#### Exercise:
Extract each line of the listing below that contains the string "molding".

--- BEGIN Records supplied ---

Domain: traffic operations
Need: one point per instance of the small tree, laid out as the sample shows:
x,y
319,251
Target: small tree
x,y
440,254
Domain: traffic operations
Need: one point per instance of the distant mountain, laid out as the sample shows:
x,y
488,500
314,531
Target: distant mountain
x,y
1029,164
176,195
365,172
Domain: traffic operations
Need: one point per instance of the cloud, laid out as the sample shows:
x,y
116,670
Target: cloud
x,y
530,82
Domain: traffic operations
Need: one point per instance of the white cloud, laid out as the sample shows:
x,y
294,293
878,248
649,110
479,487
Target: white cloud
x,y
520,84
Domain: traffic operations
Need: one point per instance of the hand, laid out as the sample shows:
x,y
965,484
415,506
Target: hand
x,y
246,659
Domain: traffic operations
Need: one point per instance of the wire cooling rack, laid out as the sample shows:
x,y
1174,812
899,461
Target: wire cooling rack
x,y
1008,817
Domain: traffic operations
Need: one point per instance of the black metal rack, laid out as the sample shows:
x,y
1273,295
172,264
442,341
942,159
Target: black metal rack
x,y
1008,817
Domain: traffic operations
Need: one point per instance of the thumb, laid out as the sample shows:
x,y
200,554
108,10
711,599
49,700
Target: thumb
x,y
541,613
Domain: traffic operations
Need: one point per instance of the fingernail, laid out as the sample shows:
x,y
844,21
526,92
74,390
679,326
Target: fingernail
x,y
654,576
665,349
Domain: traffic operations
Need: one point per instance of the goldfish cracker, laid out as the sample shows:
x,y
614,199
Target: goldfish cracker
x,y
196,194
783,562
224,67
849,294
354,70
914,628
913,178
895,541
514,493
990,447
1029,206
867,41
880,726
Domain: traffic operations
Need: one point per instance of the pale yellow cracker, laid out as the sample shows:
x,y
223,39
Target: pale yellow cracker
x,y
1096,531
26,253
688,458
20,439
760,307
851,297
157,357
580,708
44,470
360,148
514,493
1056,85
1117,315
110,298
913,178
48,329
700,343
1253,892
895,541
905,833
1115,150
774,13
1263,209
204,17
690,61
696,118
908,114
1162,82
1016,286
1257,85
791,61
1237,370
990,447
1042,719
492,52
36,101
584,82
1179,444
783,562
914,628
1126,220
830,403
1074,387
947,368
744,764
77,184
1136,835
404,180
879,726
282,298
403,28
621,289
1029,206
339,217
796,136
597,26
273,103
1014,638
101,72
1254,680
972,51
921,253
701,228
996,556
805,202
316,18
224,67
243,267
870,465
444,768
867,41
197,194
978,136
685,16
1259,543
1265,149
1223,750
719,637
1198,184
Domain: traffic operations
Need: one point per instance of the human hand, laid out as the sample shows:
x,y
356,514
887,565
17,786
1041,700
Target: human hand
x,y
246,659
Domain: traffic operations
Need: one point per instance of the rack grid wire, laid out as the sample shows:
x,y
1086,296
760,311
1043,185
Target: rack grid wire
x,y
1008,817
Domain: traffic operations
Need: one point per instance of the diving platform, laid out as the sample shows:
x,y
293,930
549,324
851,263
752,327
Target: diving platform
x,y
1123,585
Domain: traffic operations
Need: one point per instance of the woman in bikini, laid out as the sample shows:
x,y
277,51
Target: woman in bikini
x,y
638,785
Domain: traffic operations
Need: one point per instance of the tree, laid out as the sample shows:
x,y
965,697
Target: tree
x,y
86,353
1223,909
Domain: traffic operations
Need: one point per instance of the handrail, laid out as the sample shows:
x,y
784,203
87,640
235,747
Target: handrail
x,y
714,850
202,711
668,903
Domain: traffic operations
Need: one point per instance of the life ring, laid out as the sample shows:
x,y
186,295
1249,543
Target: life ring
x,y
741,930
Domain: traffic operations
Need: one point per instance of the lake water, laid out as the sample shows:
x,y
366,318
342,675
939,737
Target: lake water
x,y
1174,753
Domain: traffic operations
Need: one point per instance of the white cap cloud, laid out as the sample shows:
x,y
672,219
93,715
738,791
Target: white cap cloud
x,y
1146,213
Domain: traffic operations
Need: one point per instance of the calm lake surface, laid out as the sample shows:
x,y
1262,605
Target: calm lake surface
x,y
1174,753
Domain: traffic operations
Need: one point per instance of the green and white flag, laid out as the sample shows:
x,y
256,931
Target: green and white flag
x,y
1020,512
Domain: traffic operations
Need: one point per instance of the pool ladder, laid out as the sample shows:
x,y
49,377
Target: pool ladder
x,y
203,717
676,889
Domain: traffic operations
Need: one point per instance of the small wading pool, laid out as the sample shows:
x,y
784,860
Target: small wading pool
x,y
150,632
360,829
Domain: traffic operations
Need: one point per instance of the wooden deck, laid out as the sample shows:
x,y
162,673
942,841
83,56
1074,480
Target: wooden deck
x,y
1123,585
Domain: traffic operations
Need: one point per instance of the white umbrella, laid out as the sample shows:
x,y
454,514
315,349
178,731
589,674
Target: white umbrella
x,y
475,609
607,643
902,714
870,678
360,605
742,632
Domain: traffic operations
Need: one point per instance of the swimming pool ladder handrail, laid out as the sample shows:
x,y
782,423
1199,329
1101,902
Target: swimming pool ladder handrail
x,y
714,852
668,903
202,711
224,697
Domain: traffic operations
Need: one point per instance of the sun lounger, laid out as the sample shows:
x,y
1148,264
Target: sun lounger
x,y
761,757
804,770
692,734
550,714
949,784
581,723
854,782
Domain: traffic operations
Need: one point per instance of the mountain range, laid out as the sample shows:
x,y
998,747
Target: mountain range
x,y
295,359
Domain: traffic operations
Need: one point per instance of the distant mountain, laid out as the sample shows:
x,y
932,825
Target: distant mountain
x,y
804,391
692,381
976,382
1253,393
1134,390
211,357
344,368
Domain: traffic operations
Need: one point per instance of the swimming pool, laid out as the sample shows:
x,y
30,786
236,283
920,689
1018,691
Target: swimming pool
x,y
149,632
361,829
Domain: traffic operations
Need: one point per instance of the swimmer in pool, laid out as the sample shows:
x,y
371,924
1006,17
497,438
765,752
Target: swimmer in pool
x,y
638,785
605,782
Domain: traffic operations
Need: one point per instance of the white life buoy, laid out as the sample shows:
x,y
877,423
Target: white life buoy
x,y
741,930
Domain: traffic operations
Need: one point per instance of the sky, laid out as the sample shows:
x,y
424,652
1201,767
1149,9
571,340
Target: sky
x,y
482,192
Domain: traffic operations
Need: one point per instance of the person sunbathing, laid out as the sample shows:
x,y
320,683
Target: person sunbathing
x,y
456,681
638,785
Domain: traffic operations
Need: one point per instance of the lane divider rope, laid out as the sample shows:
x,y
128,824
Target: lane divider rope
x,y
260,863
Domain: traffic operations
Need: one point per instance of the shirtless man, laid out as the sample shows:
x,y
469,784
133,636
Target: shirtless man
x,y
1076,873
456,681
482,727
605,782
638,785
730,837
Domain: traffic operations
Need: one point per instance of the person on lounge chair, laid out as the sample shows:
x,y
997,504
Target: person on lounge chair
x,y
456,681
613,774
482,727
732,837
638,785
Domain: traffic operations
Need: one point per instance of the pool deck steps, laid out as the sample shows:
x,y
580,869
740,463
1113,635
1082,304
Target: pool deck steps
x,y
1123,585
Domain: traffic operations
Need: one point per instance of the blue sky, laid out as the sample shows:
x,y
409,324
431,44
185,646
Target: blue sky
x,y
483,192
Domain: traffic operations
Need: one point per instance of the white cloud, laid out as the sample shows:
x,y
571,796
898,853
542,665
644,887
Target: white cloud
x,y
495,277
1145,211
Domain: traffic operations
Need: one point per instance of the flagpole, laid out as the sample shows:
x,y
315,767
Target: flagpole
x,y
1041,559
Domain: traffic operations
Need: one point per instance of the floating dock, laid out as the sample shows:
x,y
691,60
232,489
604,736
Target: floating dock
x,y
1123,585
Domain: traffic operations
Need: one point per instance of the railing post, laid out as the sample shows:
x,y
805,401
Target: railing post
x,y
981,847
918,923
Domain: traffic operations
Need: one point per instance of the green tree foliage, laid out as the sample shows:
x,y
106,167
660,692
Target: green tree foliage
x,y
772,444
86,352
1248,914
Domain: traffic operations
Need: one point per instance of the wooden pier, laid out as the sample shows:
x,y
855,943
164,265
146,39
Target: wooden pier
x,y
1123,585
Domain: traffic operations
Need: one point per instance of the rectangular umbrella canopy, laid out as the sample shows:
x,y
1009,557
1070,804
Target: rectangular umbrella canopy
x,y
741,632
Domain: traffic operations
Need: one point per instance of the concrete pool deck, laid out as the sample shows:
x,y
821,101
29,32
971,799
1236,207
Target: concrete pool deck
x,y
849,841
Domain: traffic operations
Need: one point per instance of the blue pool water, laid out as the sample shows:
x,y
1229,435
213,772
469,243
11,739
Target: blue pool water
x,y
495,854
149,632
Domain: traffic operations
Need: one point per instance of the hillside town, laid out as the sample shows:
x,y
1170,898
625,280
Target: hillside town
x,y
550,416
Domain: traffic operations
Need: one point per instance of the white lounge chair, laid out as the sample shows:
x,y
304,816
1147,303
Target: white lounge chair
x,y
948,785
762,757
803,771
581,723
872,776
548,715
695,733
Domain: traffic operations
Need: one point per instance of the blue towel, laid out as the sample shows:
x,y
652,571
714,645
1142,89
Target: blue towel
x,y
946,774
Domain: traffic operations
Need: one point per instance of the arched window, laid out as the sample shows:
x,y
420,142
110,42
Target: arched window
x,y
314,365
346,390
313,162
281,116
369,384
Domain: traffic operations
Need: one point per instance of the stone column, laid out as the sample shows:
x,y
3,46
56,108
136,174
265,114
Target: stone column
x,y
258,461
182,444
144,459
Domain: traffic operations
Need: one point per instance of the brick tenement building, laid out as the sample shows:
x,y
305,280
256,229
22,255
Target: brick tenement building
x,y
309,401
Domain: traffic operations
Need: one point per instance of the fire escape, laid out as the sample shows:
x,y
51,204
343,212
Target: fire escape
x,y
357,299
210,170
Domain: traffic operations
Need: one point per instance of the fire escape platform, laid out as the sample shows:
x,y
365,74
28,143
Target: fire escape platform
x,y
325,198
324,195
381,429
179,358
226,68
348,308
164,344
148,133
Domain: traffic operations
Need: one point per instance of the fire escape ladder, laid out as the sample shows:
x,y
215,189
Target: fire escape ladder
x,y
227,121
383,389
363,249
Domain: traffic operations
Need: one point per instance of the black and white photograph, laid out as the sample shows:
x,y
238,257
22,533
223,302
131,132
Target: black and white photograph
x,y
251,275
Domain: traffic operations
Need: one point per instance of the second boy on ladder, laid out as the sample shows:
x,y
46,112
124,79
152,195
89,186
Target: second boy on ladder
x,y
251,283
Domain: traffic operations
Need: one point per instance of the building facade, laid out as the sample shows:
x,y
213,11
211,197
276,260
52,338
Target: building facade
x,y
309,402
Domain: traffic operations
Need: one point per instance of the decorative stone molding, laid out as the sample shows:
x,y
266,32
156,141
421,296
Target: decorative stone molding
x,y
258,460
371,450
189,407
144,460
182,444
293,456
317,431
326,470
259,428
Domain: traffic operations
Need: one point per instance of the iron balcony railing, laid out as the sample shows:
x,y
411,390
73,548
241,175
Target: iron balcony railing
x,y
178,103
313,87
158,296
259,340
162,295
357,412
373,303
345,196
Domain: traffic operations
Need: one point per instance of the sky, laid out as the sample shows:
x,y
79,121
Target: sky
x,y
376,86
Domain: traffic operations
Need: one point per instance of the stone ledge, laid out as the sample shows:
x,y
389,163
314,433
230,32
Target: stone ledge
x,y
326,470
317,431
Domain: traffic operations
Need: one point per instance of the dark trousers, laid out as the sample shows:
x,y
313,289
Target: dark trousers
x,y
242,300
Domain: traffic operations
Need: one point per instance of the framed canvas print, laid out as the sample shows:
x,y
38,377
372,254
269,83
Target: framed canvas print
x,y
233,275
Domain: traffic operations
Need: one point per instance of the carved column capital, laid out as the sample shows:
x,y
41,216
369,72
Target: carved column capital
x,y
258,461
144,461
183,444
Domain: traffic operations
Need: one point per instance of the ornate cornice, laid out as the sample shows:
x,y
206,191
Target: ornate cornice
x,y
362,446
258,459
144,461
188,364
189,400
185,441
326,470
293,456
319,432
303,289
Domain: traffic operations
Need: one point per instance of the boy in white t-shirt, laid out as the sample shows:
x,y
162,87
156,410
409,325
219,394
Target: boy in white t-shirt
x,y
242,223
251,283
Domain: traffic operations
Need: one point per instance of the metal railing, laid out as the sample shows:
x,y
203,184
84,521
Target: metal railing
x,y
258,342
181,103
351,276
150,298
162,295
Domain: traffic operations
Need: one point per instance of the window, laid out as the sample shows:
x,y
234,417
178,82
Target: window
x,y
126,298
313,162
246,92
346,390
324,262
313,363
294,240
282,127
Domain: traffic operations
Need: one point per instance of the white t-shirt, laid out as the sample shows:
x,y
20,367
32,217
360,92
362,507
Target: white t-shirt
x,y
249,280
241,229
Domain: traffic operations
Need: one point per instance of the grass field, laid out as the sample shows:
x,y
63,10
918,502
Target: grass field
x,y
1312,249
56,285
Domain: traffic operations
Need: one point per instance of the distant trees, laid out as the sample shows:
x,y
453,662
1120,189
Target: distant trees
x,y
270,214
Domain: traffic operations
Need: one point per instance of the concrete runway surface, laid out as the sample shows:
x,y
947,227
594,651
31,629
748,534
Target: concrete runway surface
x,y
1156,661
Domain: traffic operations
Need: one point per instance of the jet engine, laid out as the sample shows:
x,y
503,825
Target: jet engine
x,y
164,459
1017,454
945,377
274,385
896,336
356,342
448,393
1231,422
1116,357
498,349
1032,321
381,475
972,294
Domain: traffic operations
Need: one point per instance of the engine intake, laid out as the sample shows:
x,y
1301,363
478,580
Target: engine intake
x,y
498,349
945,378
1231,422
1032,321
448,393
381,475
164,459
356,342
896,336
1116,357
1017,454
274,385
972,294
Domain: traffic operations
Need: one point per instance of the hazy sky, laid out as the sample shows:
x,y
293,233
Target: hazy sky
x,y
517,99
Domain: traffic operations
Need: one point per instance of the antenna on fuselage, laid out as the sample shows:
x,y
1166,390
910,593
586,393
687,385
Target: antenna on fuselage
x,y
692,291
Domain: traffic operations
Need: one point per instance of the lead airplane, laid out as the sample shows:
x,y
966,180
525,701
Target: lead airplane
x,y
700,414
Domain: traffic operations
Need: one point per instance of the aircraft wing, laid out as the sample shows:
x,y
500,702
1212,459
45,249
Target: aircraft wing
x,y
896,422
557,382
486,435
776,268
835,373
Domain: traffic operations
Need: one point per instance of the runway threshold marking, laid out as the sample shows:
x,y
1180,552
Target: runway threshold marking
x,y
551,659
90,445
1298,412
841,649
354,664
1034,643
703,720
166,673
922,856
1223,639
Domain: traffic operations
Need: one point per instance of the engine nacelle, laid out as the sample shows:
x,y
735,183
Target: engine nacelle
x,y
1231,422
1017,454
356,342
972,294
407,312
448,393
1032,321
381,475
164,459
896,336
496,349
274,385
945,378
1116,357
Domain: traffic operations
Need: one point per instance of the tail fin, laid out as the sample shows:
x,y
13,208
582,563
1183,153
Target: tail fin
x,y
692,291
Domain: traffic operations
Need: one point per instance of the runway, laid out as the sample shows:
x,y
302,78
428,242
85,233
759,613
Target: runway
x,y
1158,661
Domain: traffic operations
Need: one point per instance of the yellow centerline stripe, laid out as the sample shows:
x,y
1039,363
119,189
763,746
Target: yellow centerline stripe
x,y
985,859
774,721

--- END Records supplied ---

#### Result below:
Need: one point per instance of the decorative stone molding, laid out as the sample shows:
Target: decorative stone molding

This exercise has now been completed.